___ EXERCISE MATERIAL ___

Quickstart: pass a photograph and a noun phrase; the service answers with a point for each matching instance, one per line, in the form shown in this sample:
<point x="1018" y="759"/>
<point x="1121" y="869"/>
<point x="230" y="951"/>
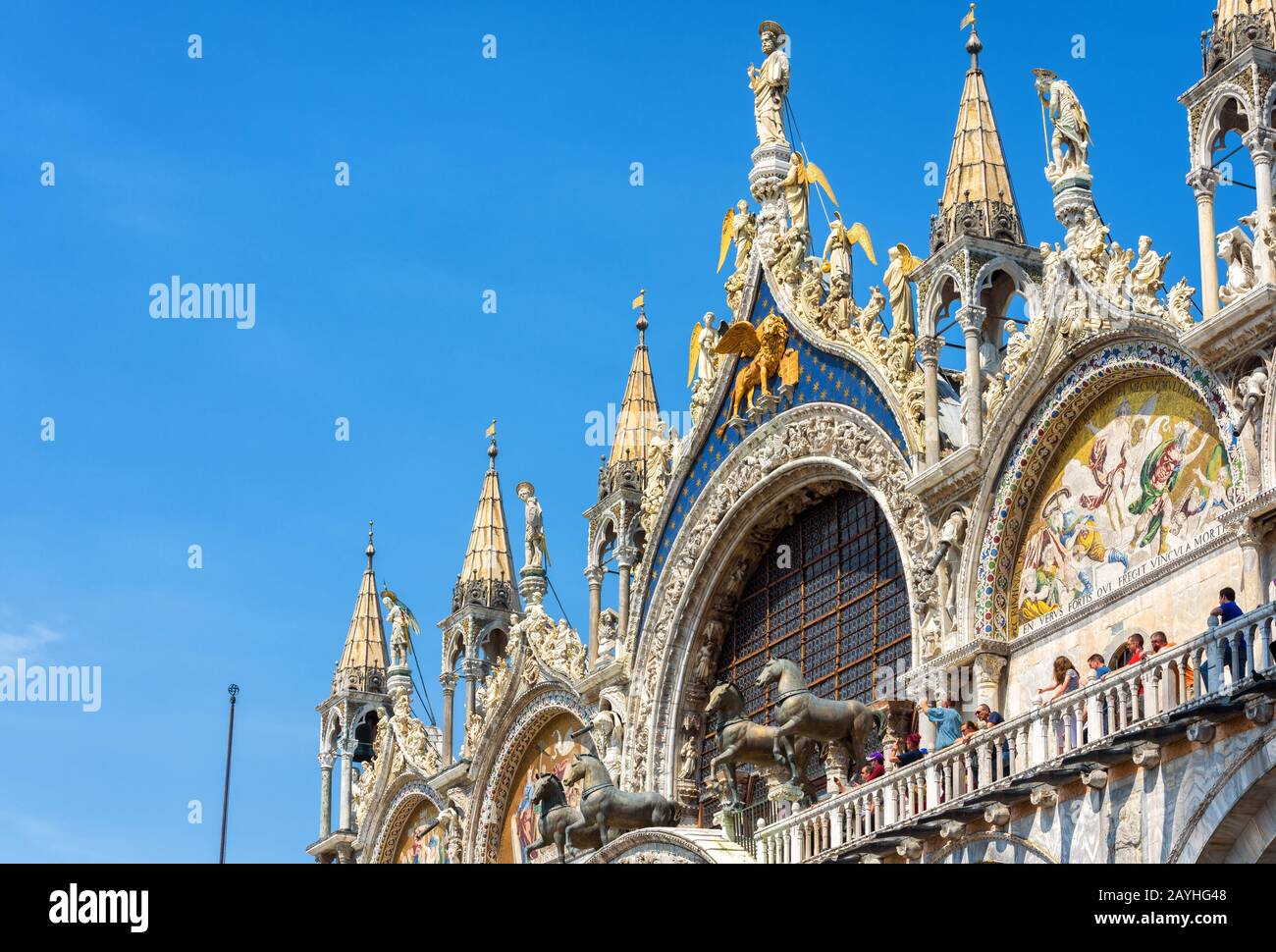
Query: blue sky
<point x="467" y="174"/>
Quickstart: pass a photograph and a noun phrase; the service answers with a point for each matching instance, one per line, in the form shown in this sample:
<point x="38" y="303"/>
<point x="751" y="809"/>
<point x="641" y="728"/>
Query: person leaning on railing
<point x="1226" y="610"/>
<point x="1161" y="642"/>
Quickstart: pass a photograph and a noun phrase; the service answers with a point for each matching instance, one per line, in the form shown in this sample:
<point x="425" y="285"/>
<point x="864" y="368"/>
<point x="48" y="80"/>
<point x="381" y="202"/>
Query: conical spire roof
<point x="979" y="198"/>
<point x="362" y="661"/>
<point x="1239" y="25"/>
<point x="638" y="423"/>
<point x="1232" y="11"/>
<point x="489" y="565"/>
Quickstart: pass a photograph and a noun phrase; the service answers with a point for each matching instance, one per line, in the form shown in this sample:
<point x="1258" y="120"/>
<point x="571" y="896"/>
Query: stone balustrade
<point x="1210" y="665"/>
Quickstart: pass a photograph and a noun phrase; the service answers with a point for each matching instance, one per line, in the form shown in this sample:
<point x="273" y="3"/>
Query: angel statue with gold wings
<point x="796" y="186"/>
<point x="898" y="283"/>
<point x="403" y="625"/>
<point x="703" y="355"/>
<point x="739" y="226"/>
<point x="837" y="251"/>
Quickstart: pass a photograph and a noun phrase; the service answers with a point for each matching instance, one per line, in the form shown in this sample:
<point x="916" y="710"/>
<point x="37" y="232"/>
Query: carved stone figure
<point x="767" y="346"/>
<point x="800" y="714"/>
<point x="535" y="551"/>
<point x="947" y="559"/>
<point x="705" y="359"/>
<point x="1181" y="304"/>
<point x="1019" y="351"/>
<point x="1071" y="127"/>
<point x="898" y="283"/>
<point x="403" y="625"/>
<point x="609" y="641"/>
<point x="608" y="808"/>
<point x="1147" y="279"/>
<point x="611" y="736"/>
<point x="741" y="228"/>
<point x="770" y="85"/>
<point x="556" y="816"/>
<point x="689" y="756"/>
<point x="1238" y="251"/>
<point x="740" y="742"/>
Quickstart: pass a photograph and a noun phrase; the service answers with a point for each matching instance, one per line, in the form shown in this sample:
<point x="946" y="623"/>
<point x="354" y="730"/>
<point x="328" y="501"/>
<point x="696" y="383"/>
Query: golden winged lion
<point x="766" y="344"/>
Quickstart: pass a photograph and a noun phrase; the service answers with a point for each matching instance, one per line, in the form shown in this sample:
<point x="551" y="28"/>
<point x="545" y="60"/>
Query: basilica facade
<point x="879" y="604"/>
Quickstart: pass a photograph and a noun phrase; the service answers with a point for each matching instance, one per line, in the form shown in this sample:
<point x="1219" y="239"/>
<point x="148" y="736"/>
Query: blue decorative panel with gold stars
<point x="825" y="378"/>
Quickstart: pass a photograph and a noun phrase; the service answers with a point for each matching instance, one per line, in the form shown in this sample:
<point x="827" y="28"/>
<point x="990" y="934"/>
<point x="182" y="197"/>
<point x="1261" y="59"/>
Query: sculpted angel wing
<point x="696" y="355"/>
<point x="726" y="238"/>
<point x="859" y="235"/>
<point x="740" y="339"/>
<point x="815" y="174"/>
<point x="907" y="263"/>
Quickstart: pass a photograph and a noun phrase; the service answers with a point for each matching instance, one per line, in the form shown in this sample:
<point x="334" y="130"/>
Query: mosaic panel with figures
<point x="829" y="595"/>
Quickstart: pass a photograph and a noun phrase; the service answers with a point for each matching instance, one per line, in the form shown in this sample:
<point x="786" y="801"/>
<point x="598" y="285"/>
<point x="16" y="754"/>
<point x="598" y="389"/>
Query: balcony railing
<point x="1093" y="716"/>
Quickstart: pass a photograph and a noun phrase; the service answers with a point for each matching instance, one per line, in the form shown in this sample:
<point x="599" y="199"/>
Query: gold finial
<point x="639" y="304"/>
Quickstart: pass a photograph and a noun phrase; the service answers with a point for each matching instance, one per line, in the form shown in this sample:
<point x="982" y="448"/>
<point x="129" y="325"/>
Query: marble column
<point x="1204" y="183"/>
<point x="987" y="679"/>
<point x="973" y="321"/>
<point x="1251" y="586"/>
<point x="326" y="762"/>
<point x="1258" y="140"/>
<point x="450" y="692"/>
<point x="347" y="765"/>
<point x="625" y="557"/>
<point x="930" y="349"/>
<point x="594" y="574"/>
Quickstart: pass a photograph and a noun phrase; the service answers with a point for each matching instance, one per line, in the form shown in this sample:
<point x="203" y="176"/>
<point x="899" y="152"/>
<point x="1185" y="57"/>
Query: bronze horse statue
<point x="799" y="714"/>
<point x="740" y="740"/>
<point x="557" y="816"/>
<point x="611" y="810"/>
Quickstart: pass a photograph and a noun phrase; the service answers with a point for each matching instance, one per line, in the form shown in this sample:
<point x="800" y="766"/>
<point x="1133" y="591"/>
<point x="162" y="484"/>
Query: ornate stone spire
<point x="638" y="423"/>
<point x="362" y="661"/>
<point x="1238" y="25"/>
<point x="488" y="574"/>
<point x="979" y="198"/>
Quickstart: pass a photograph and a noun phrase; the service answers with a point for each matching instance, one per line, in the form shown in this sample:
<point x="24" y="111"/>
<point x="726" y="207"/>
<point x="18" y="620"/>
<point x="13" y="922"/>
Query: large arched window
<point x="829" y="594"/>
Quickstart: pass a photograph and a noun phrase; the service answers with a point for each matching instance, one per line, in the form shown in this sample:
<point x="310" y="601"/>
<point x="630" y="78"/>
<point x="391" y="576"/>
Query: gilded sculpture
<point x="767" y="347"/>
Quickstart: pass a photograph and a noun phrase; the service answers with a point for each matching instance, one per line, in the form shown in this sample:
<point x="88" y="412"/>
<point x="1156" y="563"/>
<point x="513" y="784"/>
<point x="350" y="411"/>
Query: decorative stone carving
<point x="1238" y="251"/>
<point x="996" y="815"/>
<point x="1095" y="778"/>
<point x="816" y="433"/>
<point x="1200" y="731"/>
<point x="412" y="739"/>
<point x="1044" y="795"/>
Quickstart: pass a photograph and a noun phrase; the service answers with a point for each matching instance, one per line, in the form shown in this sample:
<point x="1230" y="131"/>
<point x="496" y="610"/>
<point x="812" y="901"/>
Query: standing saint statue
<point x="535" y="551"/>
<point x="403" y="625"/>
<point x="770" y="85"/>
<point x="1071" y="127"/>
<point x="898" y="285"/>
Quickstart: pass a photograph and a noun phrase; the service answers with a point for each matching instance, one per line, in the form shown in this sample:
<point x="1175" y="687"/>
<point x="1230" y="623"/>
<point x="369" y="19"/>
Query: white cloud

___

- WHAT YOU SHOULD DO
Please transcribe the material above exactly as written. Leave the pictures out.

- FINISHED ANSWER
Quickstart: pass a photograph and a noun phrase; the service answers with a point for each matching instance, one per line, in the form shown in this sample:
<point x="1018" y="759"/>
<point x="1121" y="869"/>
<point x="230" y="951"/>
Query: blue sky
<point x="467" y="174"/>
Quickstart: pass a photograph and a noun phrase; the service answers with a point for each matching instance, one per line, in the form shown in this sample:
<point x="38" y="303"/>
<point x="751" y="809"/>
<point x="641" y="728"/>
Query: person leaning on railing
<point x="1226" y="610"/>
<point x="1161" y="642"/>
Quickstart: pass a photograph and a noun phrase; the service answers with a point for each matching instance, one per line, in the form shown in this sample:
<point x="425" y="285"/>
<point x="864" y="368"/>
<point x="48" y="80"/>
<point x="381" y="202"/>
Query: conical spire roof
<point x="979" y="198"/>
<point x="362" y="661"/>
<point x="1239" y="25"/>
<point x="638" y="423"/>
<point x="1232" y="11"/>
<point x="489" y="565"/>
Quickstart: pass a photograph and a noun phrase; the service answers with a point for each matching instance, one per line, in the form shown in this sample:
<point x="1258" y="120"/>
<point x="571" y="896"/>
Query: stone balustrade
<point x="1210" y="665"/>
Quickstart: pass a photograph and a noun phrase; the service answers with a point for each matching instance, one per line, in the form shown in this sample:
<point x="273" y="3"/>
Query: angel statue with gold wings
<point x="796" y="186"/>
<point x="898" y="283"/>
<point x="403" y="625"/>
<point x="703" y="355"/>
<point x="739" y="226"/>
<point x="837" y="251"/>
Quickstart: pass a photograph and a noun phrase; the service answers with a point for each matching instance, one per line, in the form shown in this sample:
<point x="916" y="710"/>
<point x="37" y="232"/>
Query: carved stone figure
<point x="767" y="346"/>
<point x="800" y="714"/>
<point x="535" y="551"/>
<point x="947" y="559"/>
<point x="705" y="359"/>
<point x="1181" y="304"/>
<point x="1019" y="351"/>
<point x="1071" y="127"/>
<point x="898" y="283"/>
<point x="403" y="625"/>
<point x="609" y="641"/>
<point x="608" y="808"/>
<point x="1147" y="279"/>
<point x="611" y="736"/>
<point x="741" y="228"/>
<point x="770" y="85"/>
<point x="556" y="816"/>
<point x="689" y="756"/>
<point x="1238" y="251"/>
<point x="740" y="742"/>
Quickstart: pass a photograph and a noun phrase; the service answers with a point for each matching instance, one per line, in the form shown in this sample:
<point x="946" y="623"/>
<point x="354" y="730"/>
<point x="328" y="501"/>
<point x="696" y="383"/>
Query: golden winged lion
<point x="766" y="344"/>
Quickstart: pass a photograph and a noun phrase; the service answers with a point for each matching instance, one per line, in the form shown in this sample:
<point x="551" y="28"/>
<point x="545" y="60"/>
Query: basilica facade
<point x="879" y="604"/>
Quickstart: pass a photograph and a noun phrase; the service answers with a point for each matching instance, one per line, in the form shown in this sample:
<point x="1219" y="239"/>
<point x="148" y="736"/>
Query: blue decorative panel with gold stars
<point x="825" y="378"/>
Quickstart: pass a photograph and a noun phrase; the service answers with a point for each matching instance, one per line, in the form shown in this sample:
<point x="827" y="28"/>
<point x="990" y="934"/>
<point x="182" y="197"/>
<point x="1261" y="59"/>
Query: sculpted angel wing
<point x="696" y="355"/>
<point x="726" y="238"/>
<point x="859" y="235"/>
<point x="740" y="339"/>
<point x="815" y="174"/>
<point x="907" y="263"/>
Quickstart: pass a photograph and a noun phrase; the service answers with a point for each matching instance, one per line, in the form shown in this sample:
<point x="334" y="130"/>
Query: mosaic panel with figures
<point x="829" y="595"/>
Quickstart: pass a photograph and a noun phrase; the service answers with a point for each matching instance, one per line, in the form shown in this sample:
<point x="786" y="801"/>
<point x="598" y="285"/>
<point x="16" y="754"/>
<point x="598" y="389"/>
Query: balcony railing
<point x="1093" y="716"/>
Quickstart: pass a photograph and a noun phrase; the service answers with a point for each matching instance, one per line, in the form shown in this sample:
<point x="599" y="199"/>
Query: gold finial
<point x="639" y="304"/>
Quickstart: pass a photograph and a noun phrase; the service answers with a point for each matching instance, one per line, in the form shown in this sample:
<point x="982" y="448"/>
<point x="129" y="325"/>
Query: marble column
<point x="1204" y="183"/>
<point x="987" y="679"/>
<point x="973" y="321"/>
<point x="1251" y="586"/>
<point x="326" y="762"/>
<point x="1258" y="140"/>
<point x="450" y="692"/>
<point x="347" y="765"/>
<point x="625" y="557"/>
<point x="930" y="349"/>
<point x="594" y="574"/>
Quickstart: pass a photograph and a noun phrase; the service answers with a point for each matching instance, one per line, in the form shown in this sample:
<point x="203" y="176"/>
<point x="899" y="152"/>
<point x="1185" y="57"/>
Query: bronze horse statue
<point x="799" y="714"/>
<point x="740" y="740"/>
<point x="557" y="816"/>
<point x="611" y="810"/>
Quickstart: pass a photograph and a noun phrase; the service answers with a point for each matching instance, one per line, in the form shown in this sample:
<point x="800" y="766"/>
<point x="1133" y="591"/>
<point x="162" y="484"/>
Query: ornate stone spire
<point x="638" y="423"/>
<point x="362" y="661"/>
<point x="1238" y="25"/>
<point x="488" y="574"/>
<point x="979" y="198"/>
Quickstart: pass a photograph and a noun phrase; the service answers with a point for each matching instance, one per line, in the form shown in this sample:
<point x="24" y="111"/>
<point x="726" y="207"/>
<point x="18" y="620"/>
<point x="13" y="922"/>
Query: large arched window
<point x="829" y="594"/>
Quickstart: pass a photograph and a noun phrase; the service answers with a point for each matching instance, one per line, in the form shown in this sample:
<point x="310" y="601"/>
<point x="630" y="78"/>
<point x="391" y="576"/>
Query: gilded sculpture
<point x="767" y="347"/>
Quickstart: pass a photograph and a noun phrase; the service answers with a point for each matching instance, one per line, in the form shown in this sample:
<point x="88" y="412"/>
<point x="1156" y="563"/>
<point x="513" y="784"/>
<point x="350" y="411"/>
Query: decorative stone carving
<point x="1238" y="251"/>
<point x="996" y="815"/>
<point x="1095" y="778"/>
<point x="816" y="433"/>
<point x="1200" y="731"/>
<point x="412" y="739"/>
<point x="1044" y="795"/>
Quickstart: pass a photograph and a noun phrase; the service answers with a point for each matching instance, one per line, in the form shown in this sample:
<point x="1230" y="131"/>
<point x="496" y="610"/>
<point x="812" y="901"/>
Query: standing saint statue
<point x="535" y="551"/>
<point x="403" y="625"/>
<point x="770" y="85"/>
<point x="1071" y="127"/>
<point x="898" y="285"/>
Quickstart: pass a photograph and a noun phrase; the service answers with a point for each matching instance, one per line, in the form shown in this sample:
<point x="1175" y="687"/>
<point x="1230" y="623"/>
<point x="369" y="19"/>
Query: white cloud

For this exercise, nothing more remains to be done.